INSTRUCTIONS FOR THE TASK → Copy out the material below, changing each "locate" to "find" and leaving everything else as is.
--- Begin PROVIDED INFORMATION ---
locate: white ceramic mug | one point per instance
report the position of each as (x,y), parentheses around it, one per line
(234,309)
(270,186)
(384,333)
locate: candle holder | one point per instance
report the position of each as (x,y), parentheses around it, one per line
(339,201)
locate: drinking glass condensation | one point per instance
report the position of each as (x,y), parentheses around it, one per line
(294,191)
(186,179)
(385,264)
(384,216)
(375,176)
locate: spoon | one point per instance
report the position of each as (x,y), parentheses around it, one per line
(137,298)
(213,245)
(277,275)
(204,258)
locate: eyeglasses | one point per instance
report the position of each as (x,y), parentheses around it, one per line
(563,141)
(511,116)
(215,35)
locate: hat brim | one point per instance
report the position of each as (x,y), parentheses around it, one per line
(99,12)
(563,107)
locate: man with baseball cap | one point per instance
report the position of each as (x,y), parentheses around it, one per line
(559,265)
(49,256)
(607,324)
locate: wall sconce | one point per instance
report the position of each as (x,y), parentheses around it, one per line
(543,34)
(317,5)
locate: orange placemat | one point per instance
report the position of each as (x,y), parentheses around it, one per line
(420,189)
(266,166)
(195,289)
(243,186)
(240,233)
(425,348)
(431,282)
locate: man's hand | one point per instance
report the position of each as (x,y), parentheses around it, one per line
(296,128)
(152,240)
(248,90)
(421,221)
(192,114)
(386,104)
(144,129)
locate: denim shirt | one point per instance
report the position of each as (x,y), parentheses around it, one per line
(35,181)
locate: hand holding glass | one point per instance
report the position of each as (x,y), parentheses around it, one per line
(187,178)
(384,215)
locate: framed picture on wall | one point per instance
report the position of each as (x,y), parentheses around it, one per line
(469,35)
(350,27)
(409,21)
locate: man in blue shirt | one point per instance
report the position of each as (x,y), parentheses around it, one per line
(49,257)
--- End PROVIDED INFORMATION ---
TASK SOLUTION →
find: white ceramic mug | one point per instance
report the position of each as (x,y), parentheses around it, one per line
(234,309)
(270,186)
(384,333)
find: candle holder | one point per instance
report the position of each as (x,y), parentheses around it, one per line
(339,201)
find: drinking glass condensation | one point per instance
report the position of each as (x,y), parentheses around it, one per line
(294,191)
(186,179)
(385,264)
(384,216)
(375,176)
find: spoon | one point per instance
report the position of each as (x,y), parentheses around it, one per line
(137,298)
(213,245)
(277,275)
(204,258)
find: eyeglasses | one point per instance
report the position of each as (x,y), parentheses around it, one per line
(563,141)
(511,116)
(215,35)
find: hat brim | one point per instance
report the position of each as (x,y), parentheses around it, one per line
(99,12)
(563,107)
find: man with baseball cap | one point per instance
report the position of each as (x,y), parentheses around it, one per line
(559,265)
(49,256)
(607,324)
find: wall sconce | one point per instance
report the position of each as (x,y), parentheses around it, one per line
(543,34)
(317,5)
find: orange placemat | one point per instance
report the position of each as (x,y), parentheses around it, one per line
(420,189)
(266,166)
(195,289)
(243,186)
(240,233)
(425,348)
(431,282)
find: man's hand | one point per instance
report the position of each as (x,y), parentheses around it, one per line
(296,128)
(152,240)
(248,90)
(421,221)
(192,114)
(386,104)
(144,129)
find: denim shirt | one point per instance
report the position of each as (x,y), parentheses around it, one per line
(35,181)
find: hand holding glass | one point per instance
report the position of each as (x,y), parentheses around it, one per line
(187,178)
(384,215)
find: framed picture on wall | one point per instance
report the position of each as (x,y), parentheses around it, one per line
(469,35)
(350,27)
(409,21)
find: man in blue shirt | one point per instance
report the position of each as (x,y), parentheses around it, one per line
(49,257)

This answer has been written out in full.